_Records for this task:_
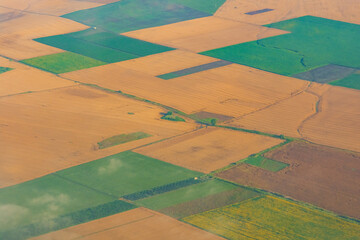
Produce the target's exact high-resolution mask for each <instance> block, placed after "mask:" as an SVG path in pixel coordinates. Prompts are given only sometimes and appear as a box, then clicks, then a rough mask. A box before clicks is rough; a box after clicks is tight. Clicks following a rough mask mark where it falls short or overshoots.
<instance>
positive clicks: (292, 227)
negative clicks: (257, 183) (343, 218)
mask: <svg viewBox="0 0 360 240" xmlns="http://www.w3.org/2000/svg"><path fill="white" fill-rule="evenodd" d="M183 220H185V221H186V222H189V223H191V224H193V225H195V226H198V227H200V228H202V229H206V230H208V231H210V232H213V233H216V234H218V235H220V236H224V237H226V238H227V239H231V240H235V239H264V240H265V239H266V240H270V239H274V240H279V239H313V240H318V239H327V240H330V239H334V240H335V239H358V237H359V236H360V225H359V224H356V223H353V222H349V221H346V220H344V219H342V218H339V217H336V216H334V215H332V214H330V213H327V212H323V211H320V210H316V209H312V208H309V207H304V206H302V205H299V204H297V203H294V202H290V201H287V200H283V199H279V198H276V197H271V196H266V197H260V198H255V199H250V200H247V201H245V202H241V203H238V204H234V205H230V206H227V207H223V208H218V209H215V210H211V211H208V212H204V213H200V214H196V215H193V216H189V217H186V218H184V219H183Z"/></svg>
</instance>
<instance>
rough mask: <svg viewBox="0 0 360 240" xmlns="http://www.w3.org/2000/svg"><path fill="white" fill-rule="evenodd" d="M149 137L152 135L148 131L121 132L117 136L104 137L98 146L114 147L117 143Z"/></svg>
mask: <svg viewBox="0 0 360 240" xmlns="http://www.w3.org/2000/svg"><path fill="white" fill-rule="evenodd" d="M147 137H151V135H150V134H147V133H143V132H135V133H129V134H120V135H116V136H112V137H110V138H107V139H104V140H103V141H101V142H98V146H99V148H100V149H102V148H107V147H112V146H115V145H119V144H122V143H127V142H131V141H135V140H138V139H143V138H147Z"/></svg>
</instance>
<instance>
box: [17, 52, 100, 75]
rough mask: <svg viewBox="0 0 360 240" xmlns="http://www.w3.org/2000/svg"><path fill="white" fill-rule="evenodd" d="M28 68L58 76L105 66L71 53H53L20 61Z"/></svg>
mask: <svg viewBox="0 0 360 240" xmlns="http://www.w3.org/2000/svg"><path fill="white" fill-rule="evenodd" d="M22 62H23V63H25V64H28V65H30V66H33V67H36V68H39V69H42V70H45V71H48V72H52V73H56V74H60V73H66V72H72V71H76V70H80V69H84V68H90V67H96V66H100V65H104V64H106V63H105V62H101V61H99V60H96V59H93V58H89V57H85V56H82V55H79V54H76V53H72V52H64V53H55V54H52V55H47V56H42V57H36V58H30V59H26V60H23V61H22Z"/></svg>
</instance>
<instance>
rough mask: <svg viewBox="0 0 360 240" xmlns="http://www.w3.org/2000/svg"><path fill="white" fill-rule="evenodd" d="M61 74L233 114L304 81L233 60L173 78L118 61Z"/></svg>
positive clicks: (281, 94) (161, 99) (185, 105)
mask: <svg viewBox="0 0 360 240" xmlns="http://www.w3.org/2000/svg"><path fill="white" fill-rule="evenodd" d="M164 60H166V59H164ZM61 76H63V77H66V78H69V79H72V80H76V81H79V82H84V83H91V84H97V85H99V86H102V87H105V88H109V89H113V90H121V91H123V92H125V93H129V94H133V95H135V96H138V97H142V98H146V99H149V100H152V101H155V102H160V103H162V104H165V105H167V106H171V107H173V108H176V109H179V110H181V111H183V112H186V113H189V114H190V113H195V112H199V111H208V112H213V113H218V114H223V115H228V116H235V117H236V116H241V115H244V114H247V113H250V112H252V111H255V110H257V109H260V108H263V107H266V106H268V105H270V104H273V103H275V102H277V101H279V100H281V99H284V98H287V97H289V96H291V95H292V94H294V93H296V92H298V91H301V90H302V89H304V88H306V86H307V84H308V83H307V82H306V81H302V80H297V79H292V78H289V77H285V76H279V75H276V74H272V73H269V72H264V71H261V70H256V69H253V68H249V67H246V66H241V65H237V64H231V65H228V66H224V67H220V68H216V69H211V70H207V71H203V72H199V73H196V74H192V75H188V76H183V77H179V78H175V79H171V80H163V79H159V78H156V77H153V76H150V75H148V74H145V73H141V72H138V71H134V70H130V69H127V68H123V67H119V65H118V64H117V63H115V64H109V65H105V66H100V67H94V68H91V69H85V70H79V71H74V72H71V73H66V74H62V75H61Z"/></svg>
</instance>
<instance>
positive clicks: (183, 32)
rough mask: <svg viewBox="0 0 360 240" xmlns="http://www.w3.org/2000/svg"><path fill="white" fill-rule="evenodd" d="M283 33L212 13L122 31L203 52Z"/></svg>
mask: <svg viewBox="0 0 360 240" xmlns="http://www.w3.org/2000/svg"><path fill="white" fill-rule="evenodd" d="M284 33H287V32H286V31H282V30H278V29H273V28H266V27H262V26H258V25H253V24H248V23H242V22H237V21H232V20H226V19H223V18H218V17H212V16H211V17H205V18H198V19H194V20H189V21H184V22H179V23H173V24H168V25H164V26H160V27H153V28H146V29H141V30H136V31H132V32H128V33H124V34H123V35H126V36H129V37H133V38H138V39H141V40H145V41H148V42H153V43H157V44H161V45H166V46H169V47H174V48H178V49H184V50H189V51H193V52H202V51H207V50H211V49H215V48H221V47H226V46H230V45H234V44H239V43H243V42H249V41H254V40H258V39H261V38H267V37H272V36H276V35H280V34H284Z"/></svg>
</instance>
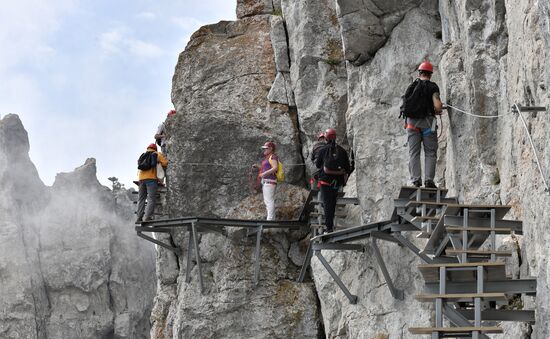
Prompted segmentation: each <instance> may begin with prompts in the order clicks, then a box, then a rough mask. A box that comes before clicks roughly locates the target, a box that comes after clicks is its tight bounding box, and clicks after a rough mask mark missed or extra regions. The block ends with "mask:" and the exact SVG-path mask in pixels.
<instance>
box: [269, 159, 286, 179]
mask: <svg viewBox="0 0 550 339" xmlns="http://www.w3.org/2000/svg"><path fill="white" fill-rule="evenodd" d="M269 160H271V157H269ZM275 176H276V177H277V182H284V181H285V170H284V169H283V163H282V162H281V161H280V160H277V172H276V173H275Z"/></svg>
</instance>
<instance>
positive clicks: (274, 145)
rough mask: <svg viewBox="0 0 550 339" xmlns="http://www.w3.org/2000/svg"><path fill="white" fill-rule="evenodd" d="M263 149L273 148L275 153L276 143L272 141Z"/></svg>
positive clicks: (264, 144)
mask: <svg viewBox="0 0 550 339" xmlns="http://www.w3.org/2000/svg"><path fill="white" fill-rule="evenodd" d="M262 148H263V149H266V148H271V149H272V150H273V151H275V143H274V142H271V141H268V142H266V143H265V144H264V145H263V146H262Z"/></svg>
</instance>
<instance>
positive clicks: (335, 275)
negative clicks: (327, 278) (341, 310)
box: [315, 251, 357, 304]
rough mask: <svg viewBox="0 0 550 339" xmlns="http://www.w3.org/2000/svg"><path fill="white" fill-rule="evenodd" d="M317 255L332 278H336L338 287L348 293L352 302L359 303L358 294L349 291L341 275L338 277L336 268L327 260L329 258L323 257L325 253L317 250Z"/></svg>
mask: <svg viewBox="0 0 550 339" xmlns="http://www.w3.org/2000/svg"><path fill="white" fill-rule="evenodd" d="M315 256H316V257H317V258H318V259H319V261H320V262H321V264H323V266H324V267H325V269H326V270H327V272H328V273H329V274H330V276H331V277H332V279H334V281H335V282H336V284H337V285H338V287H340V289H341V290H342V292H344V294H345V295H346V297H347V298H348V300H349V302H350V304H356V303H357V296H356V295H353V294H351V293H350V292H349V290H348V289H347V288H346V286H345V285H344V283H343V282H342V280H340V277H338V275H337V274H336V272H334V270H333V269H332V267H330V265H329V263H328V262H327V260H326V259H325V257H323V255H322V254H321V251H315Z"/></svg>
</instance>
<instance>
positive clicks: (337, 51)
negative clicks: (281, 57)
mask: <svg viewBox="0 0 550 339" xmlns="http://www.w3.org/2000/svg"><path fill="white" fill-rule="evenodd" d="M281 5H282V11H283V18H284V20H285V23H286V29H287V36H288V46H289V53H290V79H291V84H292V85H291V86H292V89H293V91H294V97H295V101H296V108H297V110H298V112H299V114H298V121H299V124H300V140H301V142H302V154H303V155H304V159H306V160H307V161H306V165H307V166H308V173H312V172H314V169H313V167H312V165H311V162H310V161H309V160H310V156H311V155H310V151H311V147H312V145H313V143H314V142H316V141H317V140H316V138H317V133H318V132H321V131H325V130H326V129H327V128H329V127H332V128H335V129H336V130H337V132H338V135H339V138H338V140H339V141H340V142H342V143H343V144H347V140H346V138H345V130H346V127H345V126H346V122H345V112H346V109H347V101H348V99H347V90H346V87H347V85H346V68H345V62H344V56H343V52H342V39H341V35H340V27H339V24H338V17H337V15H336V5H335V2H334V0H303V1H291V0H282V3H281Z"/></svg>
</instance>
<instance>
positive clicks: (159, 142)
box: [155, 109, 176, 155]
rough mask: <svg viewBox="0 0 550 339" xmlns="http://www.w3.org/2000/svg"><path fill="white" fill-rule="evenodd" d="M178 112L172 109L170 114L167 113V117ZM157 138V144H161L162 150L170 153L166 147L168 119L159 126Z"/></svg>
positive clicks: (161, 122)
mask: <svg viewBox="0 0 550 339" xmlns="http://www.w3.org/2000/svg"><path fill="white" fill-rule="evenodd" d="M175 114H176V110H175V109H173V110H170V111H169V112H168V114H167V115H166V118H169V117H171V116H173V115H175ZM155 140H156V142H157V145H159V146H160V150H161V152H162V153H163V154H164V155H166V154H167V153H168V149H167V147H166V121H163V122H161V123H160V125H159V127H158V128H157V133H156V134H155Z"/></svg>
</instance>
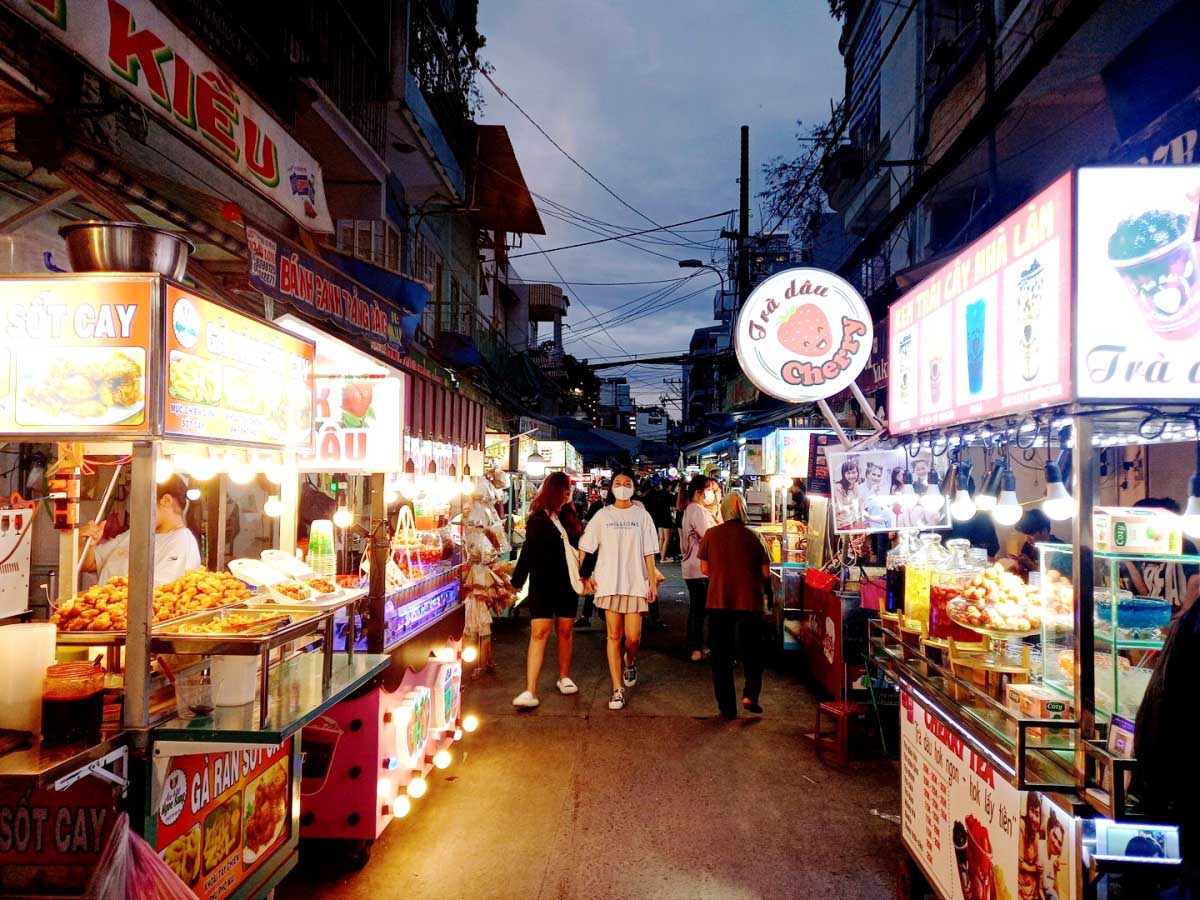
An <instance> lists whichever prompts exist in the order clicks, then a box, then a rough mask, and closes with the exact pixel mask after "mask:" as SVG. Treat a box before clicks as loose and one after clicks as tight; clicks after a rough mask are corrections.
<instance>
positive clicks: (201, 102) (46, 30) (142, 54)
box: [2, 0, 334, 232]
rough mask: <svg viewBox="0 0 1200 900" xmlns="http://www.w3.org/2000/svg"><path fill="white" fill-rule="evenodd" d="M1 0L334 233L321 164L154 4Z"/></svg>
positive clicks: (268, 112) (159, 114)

_How to complete this task:_ Reproduce everything from the line containing "0L334 233L321 164L154" down to the end of the records, without any change.

_Response for this exercise:_
rough mask: <svg viewBox="0 0 1200 900" xmlns="http://www.w3.org/2000/svg"><path fill="white" fill-rule="evenodd" d="M1 0L334 233L321 164L154 4Z"/></svg>
positive clicks: (268, 112) (159, 114)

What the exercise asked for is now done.